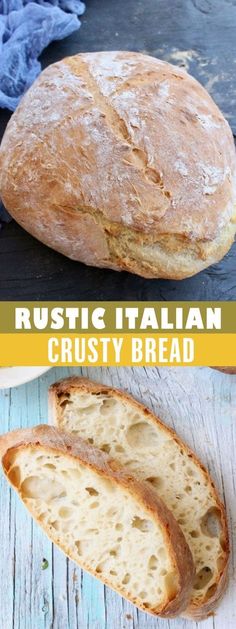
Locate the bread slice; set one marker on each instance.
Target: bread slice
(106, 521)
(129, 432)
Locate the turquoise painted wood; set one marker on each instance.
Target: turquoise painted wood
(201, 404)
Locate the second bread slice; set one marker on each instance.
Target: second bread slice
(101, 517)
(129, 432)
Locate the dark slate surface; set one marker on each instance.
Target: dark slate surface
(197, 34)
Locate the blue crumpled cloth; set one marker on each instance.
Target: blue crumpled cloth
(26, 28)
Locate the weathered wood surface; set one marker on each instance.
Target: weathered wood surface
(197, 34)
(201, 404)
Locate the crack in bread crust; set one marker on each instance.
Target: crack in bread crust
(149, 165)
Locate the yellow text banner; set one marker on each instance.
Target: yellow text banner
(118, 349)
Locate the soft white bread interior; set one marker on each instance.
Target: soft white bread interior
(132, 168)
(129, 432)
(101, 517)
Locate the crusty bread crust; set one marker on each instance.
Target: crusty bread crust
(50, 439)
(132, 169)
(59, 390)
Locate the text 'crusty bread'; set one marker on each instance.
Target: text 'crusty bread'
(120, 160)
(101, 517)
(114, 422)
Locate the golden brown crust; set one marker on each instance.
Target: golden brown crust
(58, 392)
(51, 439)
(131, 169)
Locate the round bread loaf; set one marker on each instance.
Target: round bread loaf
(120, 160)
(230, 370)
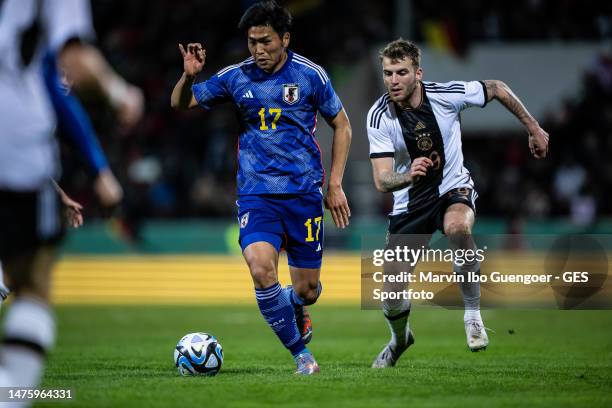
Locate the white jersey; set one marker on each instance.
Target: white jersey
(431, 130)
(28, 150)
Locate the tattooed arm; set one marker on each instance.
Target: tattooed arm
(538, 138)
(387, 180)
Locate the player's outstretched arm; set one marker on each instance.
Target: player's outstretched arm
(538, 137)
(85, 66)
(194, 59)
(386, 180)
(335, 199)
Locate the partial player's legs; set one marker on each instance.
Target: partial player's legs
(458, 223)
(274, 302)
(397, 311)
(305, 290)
---
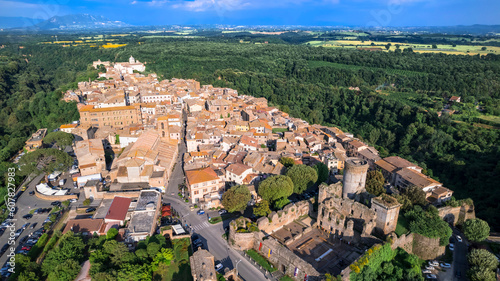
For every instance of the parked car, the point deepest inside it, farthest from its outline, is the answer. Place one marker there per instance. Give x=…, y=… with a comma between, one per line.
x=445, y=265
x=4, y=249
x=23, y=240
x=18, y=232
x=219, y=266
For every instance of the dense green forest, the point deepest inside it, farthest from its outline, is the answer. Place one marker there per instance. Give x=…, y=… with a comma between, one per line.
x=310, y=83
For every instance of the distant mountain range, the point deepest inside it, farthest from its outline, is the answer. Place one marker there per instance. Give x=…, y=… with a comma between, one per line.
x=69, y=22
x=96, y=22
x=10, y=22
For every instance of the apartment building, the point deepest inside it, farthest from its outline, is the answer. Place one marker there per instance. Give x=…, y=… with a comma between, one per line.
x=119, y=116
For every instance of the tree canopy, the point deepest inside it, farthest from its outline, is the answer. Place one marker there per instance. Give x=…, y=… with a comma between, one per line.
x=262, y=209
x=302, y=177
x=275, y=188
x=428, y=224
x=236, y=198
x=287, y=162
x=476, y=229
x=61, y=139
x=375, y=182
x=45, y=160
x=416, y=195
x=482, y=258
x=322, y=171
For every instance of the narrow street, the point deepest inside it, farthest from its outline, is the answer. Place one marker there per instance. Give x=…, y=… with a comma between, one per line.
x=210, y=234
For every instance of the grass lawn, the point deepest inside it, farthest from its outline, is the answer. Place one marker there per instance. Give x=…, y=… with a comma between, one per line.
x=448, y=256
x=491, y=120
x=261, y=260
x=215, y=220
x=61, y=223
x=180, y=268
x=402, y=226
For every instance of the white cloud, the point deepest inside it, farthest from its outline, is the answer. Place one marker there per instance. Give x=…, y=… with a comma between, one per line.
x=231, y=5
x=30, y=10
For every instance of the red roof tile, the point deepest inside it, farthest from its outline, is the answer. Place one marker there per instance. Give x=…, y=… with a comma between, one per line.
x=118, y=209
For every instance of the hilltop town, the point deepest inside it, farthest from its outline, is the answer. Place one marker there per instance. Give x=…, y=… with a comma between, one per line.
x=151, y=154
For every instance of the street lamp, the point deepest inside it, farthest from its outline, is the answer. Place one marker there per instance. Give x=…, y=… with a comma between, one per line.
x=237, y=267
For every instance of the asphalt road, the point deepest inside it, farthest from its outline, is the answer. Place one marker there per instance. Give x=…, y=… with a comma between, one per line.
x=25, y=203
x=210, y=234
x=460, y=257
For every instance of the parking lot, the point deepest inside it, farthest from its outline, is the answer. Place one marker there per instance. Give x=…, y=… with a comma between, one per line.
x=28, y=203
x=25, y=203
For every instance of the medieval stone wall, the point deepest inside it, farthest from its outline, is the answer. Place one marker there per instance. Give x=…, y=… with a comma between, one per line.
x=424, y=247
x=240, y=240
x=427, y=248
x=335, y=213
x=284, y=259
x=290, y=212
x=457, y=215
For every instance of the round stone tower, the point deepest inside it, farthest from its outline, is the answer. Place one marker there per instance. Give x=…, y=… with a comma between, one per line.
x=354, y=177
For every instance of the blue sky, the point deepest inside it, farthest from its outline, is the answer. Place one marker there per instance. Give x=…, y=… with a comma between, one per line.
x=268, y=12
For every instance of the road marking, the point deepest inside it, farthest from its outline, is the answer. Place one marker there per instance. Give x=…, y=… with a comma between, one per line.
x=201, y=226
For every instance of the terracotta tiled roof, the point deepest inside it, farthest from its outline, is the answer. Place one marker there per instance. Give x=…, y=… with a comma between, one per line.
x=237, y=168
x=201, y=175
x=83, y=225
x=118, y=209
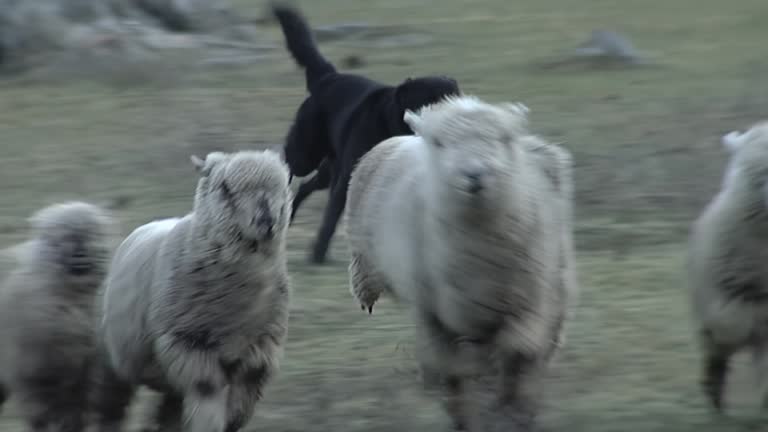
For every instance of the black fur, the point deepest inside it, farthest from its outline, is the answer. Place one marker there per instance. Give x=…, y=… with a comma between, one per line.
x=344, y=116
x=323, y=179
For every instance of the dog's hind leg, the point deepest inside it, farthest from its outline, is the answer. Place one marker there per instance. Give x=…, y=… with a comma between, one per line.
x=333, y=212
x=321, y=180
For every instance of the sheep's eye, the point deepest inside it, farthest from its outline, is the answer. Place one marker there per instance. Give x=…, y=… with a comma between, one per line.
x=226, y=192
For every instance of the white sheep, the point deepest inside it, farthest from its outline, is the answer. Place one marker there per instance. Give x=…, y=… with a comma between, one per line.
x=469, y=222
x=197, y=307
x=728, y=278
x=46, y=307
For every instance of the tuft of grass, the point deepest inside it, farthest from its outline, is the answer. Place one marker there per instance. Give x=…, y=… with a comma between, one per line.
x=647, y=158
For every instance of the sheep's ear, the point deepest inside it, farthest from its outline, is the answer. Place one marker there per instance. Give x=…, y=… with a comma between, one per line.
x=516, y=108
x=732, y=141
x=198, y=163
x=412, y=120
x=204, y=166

Instructions for the task: Pick out every line of the items above that contains the word "tattooed", and copy each one in full. Case counts, so match only lines where the word appears with exactly this capitalization.

Task output:
Locate the tattooed arm; set one marker on each instance.
Target: tattooed arm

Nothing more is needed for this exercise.